◆ REQUIRED ACTION
In full and unchanged, set down the entries that follow, with no images.

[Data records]
******

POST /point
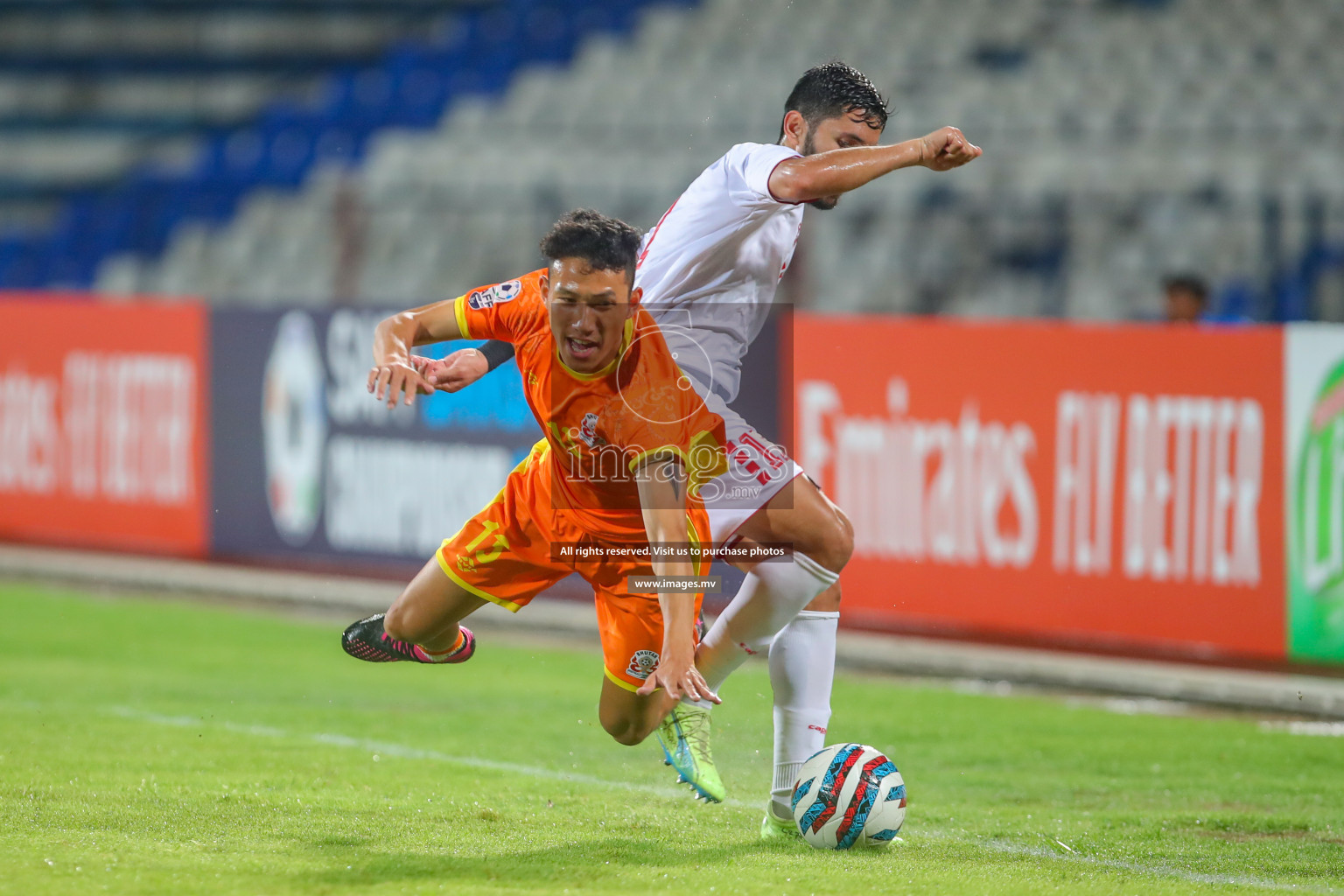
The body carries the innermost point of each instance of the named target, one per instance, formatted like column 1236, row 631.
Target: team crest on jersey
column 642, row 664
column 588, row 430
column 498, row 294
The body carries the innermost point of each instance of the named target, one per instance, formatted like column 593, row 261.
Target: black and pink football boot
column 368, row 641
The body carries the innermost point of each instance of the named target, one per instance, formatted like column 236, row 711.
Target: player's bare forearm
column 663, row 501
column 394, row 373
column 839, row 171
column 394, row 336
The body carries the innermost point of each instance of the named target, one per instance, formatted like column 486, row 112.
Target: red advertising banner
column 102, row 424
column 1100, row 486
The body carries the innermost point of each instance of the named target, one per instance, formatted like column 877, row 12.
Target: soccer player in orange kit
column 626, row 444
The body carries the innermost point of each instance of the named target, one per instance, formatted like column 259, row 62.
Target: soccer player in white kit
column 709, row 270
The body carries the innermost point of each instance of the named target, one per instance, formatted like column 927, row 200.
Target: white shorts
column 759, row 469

******

◆ OUTPUT OF THE EXERCISE
POST /point
The body carries the innermost point of each instance of the named target, one per instance, formatted like column 1236, row 631.
Target: team crest on jersey
column 642, row 664
column 588, row 430
column 498, row 294
The body carries the innermost point of each instance of the named target, one per instance, formatted like column 593, row 261.
Target: black and pink football boot
column 368, row 641
The body carries the innermost point of each instance of the named target, one per instance, formatted like column 236, row 711.
Target: player's bare forearm
column 663, row 501
column 394, row 373
column 839, row 171
column 394, row 336
The body carries the innermost point of each instance of the named target, one per instance, formatted like column 486, row 112.
Target: red advertising banner
column 102, row 424
column 1100, row 486
The body carries the innermost point of each instance of the named target, one per instance, formatted like column 877, row 12.
Target: soccer player in orange kit
column 626, row 444
The body carries the innermost point of each instance of the named target, one per instance, formatted like column 259, row 62.
Target: soccer player in white kit
column 709, row 270
The body carries the innermost point of each instance of the named target, one per instance, formatted like column 927, row 200.
Target: white shorts
column 759, row 469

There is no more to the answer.